#### The request:
Pick out every line in the entries below that contains the word "person", and copy each of those lines.

#### Data for this exercise:

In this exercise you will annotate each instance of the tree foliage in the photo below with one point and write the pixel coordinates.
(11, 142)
==
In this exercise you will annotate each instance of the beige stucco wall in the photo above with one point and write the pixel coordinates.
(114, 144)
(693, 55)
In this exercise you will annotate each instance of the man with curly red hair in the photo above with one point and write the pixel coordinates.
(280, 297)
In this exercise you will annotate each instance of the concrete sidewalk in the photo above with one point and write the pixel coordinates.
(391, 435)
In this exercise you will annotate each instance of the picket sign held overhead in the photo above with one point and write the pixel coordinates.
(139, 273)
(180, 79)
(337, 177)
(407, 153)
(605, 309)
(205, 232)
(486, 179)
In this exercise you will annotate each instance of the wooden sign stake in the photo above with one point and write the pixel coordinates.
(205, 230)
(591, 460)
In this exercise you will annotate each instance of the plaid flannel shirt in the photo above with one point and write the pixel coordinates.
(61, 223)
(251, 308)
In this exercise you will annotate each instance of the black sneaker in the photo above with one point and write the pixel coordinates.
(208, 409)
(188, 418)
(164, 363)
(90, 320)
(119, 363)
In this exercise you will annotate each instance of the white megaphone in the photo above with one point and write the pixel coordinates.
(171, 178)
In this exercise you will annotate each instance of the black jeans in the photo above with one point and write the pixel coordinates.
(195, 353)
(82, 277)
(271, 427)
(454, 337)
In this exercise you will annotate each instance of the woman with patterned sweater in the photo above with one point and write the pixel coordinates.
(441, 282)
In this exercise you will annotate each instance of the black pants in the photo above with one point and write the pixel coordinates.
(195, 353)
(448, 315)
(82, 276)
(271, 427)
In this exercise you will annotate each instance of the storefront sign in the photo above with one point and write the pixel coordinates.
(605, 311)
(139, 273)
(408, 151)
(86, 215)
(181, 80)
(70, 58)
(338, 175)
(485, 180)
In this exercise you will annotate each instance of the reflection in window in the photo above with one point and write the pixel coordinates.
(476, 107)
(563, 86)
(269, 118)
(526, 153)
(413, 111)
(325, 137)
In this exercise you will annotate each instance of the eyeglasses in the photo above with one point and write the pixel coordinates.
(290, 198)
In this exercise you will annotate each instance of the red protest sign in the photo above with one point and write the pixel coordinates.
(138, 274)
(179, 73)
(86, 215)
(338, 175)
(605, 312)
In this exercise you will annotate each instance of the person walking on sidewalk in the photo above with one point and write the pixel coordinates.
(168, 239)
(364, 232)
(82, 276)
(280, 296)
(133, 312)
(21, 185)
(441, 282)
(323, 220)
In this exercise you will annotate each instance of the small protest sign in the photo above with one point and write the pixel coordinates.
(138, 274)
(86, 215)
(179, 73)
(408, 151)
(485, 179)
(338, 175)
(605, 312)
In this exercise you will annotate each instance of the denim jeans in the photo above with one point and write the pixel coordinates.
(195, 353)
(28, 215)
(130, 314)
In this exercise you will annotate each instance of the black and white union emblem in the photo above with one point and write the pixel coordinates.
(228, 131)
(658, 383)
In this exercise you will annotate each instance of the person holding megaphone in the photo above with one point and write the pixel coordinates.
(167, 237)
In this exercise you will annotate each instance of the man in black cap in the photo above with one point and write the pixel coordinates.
==
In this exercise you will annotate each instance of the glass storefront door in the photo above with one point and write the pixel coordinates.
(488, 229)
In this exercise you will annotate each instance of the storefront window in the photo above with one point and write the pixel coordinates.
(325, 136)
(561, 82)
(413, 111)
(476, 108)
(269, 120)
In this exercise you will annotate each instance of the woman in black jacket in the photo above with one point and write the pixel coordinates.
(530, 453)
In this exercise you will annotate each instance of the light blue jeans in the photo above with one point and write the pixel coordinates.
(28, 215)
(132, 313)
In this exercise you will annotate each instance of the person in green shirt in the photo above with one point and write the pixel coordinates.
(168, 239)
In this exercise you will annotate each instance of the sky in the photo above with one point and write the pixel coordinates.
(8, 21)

#### Answer to this task:
In this exercise you will annotate each instance of the person walking on sidewalk in the photo above with one point and write the pixel coordinates.
In this exercise you will annotate each instance of the person holding megaphone in the photo above with one point and write the pixel coordinates.
In this exercise you will annotate each instance of the person in green shirt in the photo above with one point and write the pixel coordinates.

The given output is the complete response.